AUFGABENSTELLUNG: Wie sehen sämtliche folgenden Einträge aus, wenn du sie in eine JSON-Liste von Strings umwandelst, mit genau einem String pro Zeile und ohne Leerzeilen?
┌─ ANGEZEIGTE DATEN
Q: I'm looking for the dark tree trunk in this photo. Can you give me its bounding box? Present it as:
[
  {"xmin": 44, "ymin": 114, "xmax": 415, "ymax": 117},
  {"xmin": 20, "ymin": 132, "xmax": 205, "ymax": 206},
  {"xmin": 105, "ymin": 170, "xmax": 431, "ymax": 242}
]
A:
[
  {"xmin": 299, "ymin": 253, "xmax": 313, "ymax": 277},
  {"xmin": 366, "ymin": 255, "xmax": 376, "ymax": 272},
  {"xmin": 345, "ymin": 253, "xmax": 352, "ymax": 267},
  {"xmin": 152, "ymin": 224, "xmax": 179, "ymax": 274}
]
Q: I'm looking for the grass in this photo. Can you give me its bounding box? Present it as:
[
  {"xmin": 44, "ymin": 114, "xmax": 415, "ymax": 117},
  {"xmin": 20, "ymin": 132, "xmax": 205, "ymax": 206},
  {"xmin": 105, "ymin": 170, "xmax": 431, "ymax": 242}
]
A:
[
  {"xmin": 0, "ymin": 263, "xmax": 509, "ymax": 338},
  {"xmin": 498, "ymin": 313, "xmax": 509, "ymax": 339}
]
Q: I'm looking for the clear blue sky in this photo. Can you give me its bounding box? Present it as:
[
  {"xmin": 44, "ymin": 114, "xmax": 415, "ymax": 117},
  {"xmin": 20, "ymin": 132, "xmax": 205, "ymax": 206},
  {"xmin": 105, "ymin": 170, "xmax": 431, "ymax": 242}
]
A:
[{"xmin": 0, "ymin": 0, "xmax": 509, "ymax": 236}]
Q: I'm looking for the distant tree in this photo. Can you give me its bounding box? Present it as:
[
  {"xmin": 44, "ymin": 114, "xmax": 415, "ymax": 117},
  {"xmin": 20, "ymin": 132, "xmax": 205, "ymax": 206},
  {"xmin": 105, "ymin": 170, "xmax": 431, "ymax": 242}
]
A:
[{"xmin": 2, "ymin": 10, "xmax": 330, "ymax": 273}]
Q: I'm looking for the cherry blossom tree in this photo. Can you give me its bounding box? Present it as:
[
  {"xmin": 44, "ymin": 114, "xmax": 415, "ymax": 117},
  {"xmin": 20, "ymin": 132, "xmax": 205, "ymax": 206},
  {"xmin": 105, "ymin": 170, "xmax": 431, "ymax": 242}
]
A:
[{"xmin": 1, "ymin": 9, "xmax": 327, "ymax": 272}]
└─
ERWARTETE AUSGABE:
[
  "Q: I'm looking for the dark tree trunk in this photo. Can you give me its bounding box? Present it as:",
  "[",
  "  {\"xmin\": 44, \"ymin\": 114, \"xmax\": 415, \"ymax\": 117},",
  "  {\"xmin\": 20, \"ymin\": 132, \"xmax\": 205, \"ymax\": 206},",
  "  {\"xmin\": 105, \"ymin\": 170, \"xmax\": 431, \"ymax\": 242}",
  "]",
  "A:",
  "[",
  "  {\"xmin\": 299, \"ymin\": 253, \"xmax\": 313, \"ymax\": 277},",
  "  {\"xmin\": 366, \"ymin\": 255, \"xmax\": 376, \"ymax\": 272},",
  "  {\"xmin\": 345, \"ymin\": 253, \"xmax\": 352, \"ymax\": 267},",
  "  {\"xmin\": 152, \"ymin\": 224, \"xmax\": 179, \"ymax\": 274}",
  "]",
  "Q: I'm looking for the grass in this photo. Can you give me its bounding box? Present it as:",
  "[",
  "  {\"xmin\": 44, \"ymin\": 114, \"xmax\": 415, \"ymax\": 117},",
  "  {\"xmin\": 20, \"ymin\": 132, \"xmax\": 205, \"ymax\": 206},",
  "  {\"xmin\": 105, \"ymin\": 170, \"xmax\": 431, \"ymax\": 242}",
  "]",
  "A:",
  "[",
  "  {\"xmin\": 0, \"ymin\": 263, \"xmax\": 509, \"ymax\": 338},",
  "  {\"xmin\": 498, \"ymin\": 313, \"xmax\": 509, \"ymax\": 339}",
  "]",
  "Q: I'm looking for the clear blue sky in this photo. Can you give me its bounding box? Present it as:",
  "[",
  "  {\"xmin\": 44, \"ymin\": 114, \"xmax\": 415, \"ymax\": 117},",
  "  {\"xmin\": 20, \"ymin\": 132, \"xmax\": 205, \"ymax\": 206},",
  "  {\"xmin\": 105, \"ymin\": 170, \"xmax\": 431, \"ymax\": 242}",
  "]",
  "A:",
  "[{\"xmin\": 0, \"ymin\": 0, \"xmax\": 509, \"ymax\": 236}]",
  "Q: I'm looking for the distant tree in this photo. Can you give me its bounding box? Present it as:",
  "[",
  "  {\"xmin\": 44, \"ymin\": 114, \"xmax\": 415, \"ymax\": 117},",
  "  {\"xmin\": 20, \"ymin\": 132, \"xmax\": 205, \"ymax\": 206},",
  "  {\"xmin\": 105, \"ymin\": 170, \"xmax\": 431, \"ymax\": 242}",
  "]",
  "A:",
  "[{\"xmin\": 2, \"ymin\": 10, \"xmax\": 330, \"ymax\": 273}]",
  "Q: I'm looking for the cherry blossom tree in this photo. Can you give me its bounding box? Present it as:",
  "[",
  "  {\"xmin\": 44, \"ymin\": 114, \"xmax\": 415, \"ymax\": 117},",
  "  {\"xmin\": 20, \"ymin\": 132, \"xmax\": 205, \"ymax\": 206},",
  "  {\"xmin\": 105, \"ymin\": 170, \"xmax\": 431, \"ymax\": 242}",
  "]",
  "A:",
  "[{\"xmin\": 1, \"ymin\": 9, \"xmax\": 327, \"ymax\": 272}]"
]